→ **To do**
Leave out the images and repeat every entry below exactly.

→ **Data under study**
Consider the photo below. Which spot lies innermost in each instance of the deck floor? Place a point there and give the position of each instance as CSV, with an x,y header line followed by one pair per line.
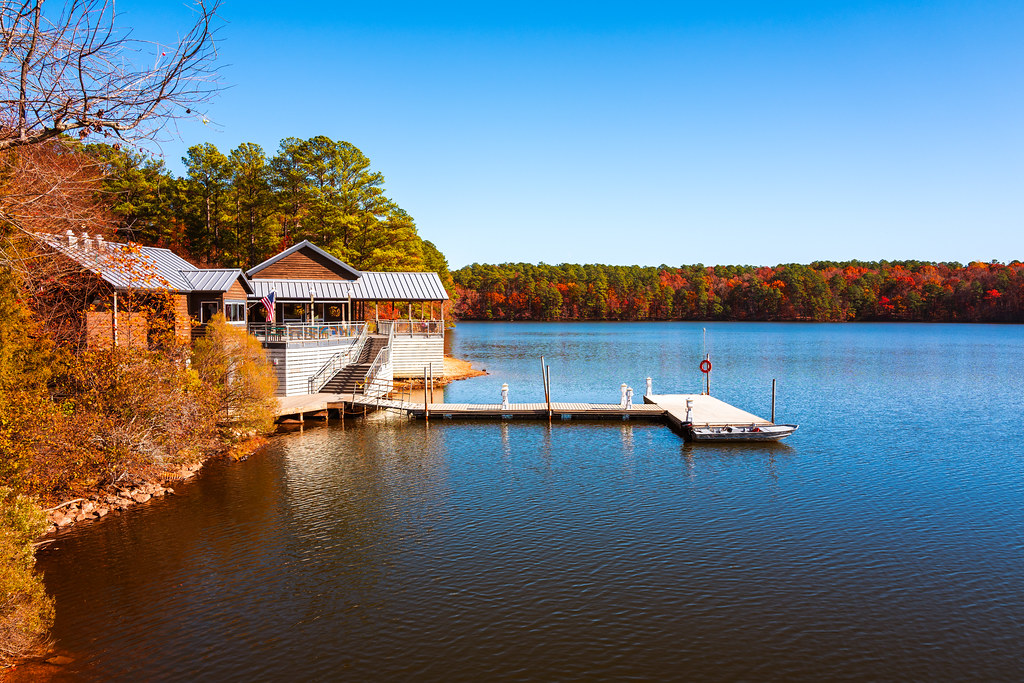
x,y
707,410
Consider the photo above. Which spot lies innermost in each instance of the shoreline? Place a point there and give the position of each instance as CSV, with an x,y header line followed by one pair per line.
x,y
455,370
94,503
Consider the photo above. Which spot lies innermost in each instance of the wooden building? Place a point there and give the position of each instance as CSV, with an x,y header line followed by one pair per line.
x,y
331,317
129,292
334,328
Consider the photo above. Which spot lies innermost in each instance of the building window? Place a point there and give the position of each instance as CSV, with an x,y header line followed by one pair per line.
x,y
208,309
235,311
295,312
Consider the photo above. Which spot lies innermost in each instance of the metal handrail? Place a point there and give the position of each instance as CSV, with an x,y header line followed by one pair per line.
x,y
272,332
337,361
414,328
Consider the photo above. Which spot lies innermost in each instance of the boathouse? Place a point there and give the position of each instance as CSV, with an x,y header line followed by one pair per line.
x,y
336,329
333,328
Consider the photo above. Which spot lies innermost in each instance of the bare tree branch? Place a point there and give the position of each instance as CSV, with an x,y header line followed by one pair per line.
x,y
79,73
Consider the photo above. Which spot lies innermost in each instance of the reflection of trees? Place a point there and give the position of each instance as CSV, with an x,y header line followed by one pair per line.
x,y
353,497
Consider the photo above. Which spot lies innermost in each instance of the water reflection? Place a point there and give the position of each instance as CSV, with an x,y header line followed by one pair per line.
x,y
381,549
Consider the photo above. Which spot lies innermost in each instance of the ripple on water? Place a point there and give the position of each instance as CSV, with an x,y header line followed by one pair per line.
x,y
881,543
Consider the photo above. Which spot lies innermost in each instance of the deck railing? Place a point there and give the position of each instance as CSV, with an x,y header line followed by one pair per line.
x,y
296,332
412,328
337,361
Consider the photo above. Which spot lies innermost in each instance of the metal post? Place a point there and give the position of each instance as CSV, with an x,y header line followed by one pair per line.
x,y
544,379
114,322
547,374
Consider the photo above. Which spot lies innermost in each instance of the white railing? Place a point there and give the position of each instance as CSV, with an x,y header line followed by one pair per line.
x,y
412,328
337,361
296,332
373,385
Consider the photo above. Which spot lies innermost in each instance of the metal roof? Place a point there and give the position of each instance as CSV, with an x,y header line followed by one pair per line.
x,y
369,287
214,280
305,244
134,266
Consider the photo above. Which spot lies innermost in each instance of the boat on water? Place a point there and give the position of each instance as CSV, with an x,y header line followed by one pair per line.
x,y
738,432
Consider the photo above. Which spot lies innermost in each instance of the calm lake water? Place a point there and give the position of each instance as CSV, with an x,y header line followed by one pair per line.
x,y
885,540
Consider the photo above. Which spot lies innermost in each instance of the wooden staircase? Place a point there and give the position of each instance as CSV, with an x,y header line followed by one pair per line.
x,y
349,379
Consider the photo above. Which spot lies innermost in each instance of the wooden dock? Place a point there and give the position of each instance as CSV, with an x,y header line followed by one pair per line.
x,y
539,411
658,408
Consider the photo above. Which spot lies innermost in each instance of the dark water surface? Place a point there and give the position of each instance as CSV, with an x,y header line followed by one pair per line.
x,y
885,540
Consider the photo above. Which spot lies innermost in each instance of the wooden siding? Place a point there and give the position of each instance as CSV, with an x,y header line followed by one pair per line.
x,y
296,366
236,292
411,354
303,264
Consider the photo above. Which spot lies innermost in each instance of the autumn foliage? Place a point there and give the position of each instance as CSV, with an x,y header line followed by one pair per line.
x,y
823,291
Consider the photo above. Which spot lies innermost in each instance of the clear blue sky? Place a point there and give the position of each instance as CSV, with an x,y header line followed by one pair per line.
x,y
648,133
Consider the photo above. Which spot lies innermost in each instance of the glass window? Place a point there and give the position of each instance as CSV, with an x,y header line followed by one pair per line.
x,y
235,311
208,309
295,312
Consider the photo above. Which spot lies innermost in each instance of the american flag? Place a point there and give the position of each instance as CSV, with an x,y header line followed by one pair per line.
x,y
267,302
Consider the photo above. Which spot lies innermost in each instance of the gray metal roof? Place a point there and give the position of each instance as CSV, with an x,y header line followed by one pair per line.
x,y
369,287
134,266
214,280
305,244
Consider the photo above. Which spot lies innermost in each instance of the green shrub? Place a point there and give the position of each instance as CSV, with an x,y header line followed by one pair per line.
x,y
233,366
26,609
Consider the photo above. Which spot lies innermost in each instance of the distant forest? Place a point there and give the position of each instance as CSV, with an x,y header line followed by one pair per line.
x,y
240,208
823,291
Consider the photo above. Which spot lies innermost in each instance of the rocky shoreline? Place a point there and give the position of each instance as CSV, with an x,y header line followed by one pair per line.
x,y
98,503
115,498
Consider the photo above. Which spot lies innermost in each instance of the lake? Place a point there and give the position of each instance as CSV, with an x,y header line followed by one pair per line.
x,y
885,540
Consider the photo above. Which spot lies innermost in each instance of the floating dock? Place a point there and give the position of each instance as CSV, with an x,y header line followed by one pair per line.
x,y
671,409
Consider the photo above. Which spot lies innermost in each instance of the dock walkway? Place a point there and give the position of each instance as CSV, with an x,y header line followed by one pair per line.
x,y
665,408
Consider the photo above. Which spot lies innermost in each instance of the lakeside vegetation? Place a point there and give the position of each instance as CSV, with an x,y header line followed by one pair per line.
x,y
823,291
240,208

→ **Exercise answer**
Consider the photo below. Which spot lies innermost in each instance of the deck floor? Place a point there and give the position of each instance as CSV, with an x,y header line followed by one pair per line.
x,y
707,410
Consider the photo above. Which spot lies innermost in each instance of the shoreline? Place a point there and give the position of each instance as CSV, with an x,y header line followed by one pair per line.
x,y
455,370
94,503
Consider the photo above. Which spot lies innermost in each instance of the wooden building? Place a point there and give the position of each instance as CSV, with an x,y header line followed by one pair per line.
x,y
331,317
129,292
334,328
Consider the photo above. Which spot lies innermost in each instance of the building window? Place a point there and give the position of each instance as CSV, with an x,y header line followed by one pair per line.
x,y
208,309
235,311
295,312
Consider the photo above. Which spot lies innermost in each instance of the metal handrail? Place a point there and give the position of each instance as CSV, with an x,y header line followed by one pair per line.
x,y
272,332
337,361
414,328
Consider the photo above. Which spot lies innermost in each instance of the boathouse? Place a point there and give the position of each instance as CSV, with an x,y header line followed by one pair per line.
x,y
336,329
333,328
Consider the photo above. Which spot lies innermost in each instance of the bare tree branch? Place a point there and give the position of each instance as CSV, with an x,y header line followed by one pair per line.
x,y
79,73
Consider the photo above. Which spot lies innermost in each instance of the reflection of trees? Place a point there and give the position of each instance as CSV, with an x,y header line followed by one pair per line.
x,y
353,497
Consider the photo above. Which spot lies innermost in each instance of the water reflection? Place a point there and give the position of each instance as CSV, with an x,y header line followed by one pair per line.
x,y
381,549
Consider the photo above. Which spot lies innermost in each instance of the ripple on water? Place a point there and give the position of each instance as CSV, with an x,y header line followed by one pair per line.
x,y
881,543
Consider the photo above. Which spot lies innermost in each instance of the deck railing? Place a point there and give the position of each instance as CSV, with an x,y header line followed by one pair per line.
x,y
296,332
412,328
337,361
Consider the photo above. Which spot lies innermost in each instance of the metal post? Place a point there and give the position of each instance as CSV, with an x,y header line followed by one pair per line.
x,y
544,379
114,322
547,374
Consider the photo above. Which spot lies innermost in each instance of the white railing? Place a point there and give the position of each instance as CSV, with an x,y header line followed by one pair per line.
x,y
412,328
337,361
296,332
373,385
Consider the photo above. Which spot lies innermost in each instance of the metal roof? Place a point there and give the position of each instance as CSV, with an x,y header line followed by one pair per line.
x,y
369,287
214,280
305,244
134,266
Consider the photo above. Which spot lies innermost in each instance of the boat on water? Place a point there and give the position of each instance as CSV, with an x,y header line followed by one pair per line.
x,y
738,432
Consider the photo above. Which spot lies innermost in each instance of the calm lake water? Place a point there and give the position of each instance as CSV, with an x,y header line followed by one pair per line.
x,y
885,540
Consider the photo above. Which spot lies innermost in each instance of the wooden staircase? Place a point there and give the position of each instance as CSV, with an x,y header line followed by one pair per line.
x,y
349,379
Consider the photo above. Which spot lies innermost in each instance of the wooden dock? Place a point there and give the position of each instance as CSV, with an x,y header line followed by one pair per line.
x,y
539,411
658,408
Consider the photo above. Which spot lies innermost in each instance of the dark water surface? Place a point there and give the position of each instance as CSV, with an x,y header line followed by one pair per line.
x,y
885,540
Consider the photo above. Which spot lies innermost in each instance of the wooden siding? Place a point there and give the position of each instance as CSV, with an x,y header line followed by one pair per line.
x,y
296,366
236,292
411,354
303,264
Consider the photo above. Which spot lies innermost in each instance of the autumn foliage? Place a point there and give the position of each instance as CSV, with an x,y header line followed by one pair per line.
x,y
823,291
Consider the photo above. Which spot lies innermost in each instance of the clear blue sky? Place a point there and give the position of each instance as CSV, with an x,y header line followed by one pair per line.
x,y
648,133
Consider the photo above. Which spot lies innermost in each instance of the glass window? Place a point there and give the position of each instance as CSV, with an x,y header line followed by one pair per line.
x,y
235,311
208,309
295,312
Consider the photo above. Which spot lies innermost in each instance of the american flag? Place a point there and give the position of each instance as CSV, with an x,y header line followed by one pair per line.
x,y
267,302
Consider the photo above. Which spot lies innermost in each instance of the gray metal roof? Place a point there and give the position of each instance as CSV, with an x,y header line followed by one pair per line.
x,y
369,287
134,266
214,280
305,244
Consider the photo above. Which spot lies innermost in each instance of the green shrub? Place a point there and give the position of each instance as CSV, with an x,y header line followed by one pair per line.
x,y
233,366
26,609
Consider the photo above. Which spot lies innermost in each instance of the distant forest? Place a point there and give the position of each instance as CSV, with an x,y header line followed by one pair per line.
x,y
240,208
823,291
Consider the photo above. Which spot lies innermost in each instance of the rocky shoreline? Place a point there and give the position of each instance as CSV, with an x,y header line followed by one pair per line.
x,y
98,503
115,498
Consider the photo above. Which spot lies innermost in each instance of the lake? Place a point there and give the position of each instance as CSV, with an x,y header line followed by one pair per line.
x,y
885,540
Consider the photo above. Which spot lies innermost in each instance of the floating dock? Place a point there and give the position of each instance as CSV, with an x,y header line followed by one pair per line.
x,y
671,409
Consider the photo above. Which spot lies innermost in each instance of the dock walkway? Place a point there and give the position of each instance as CSV, with an x,y header line followed by one pair per line.
x,y
665,408
Consider the photo above. Which spot lies innermost in each instance of the lakeside vegetation? Place a point there and give the position of each instance as CSV, with an x,y header line followed by one pair per line.
x,y
823,291
240,208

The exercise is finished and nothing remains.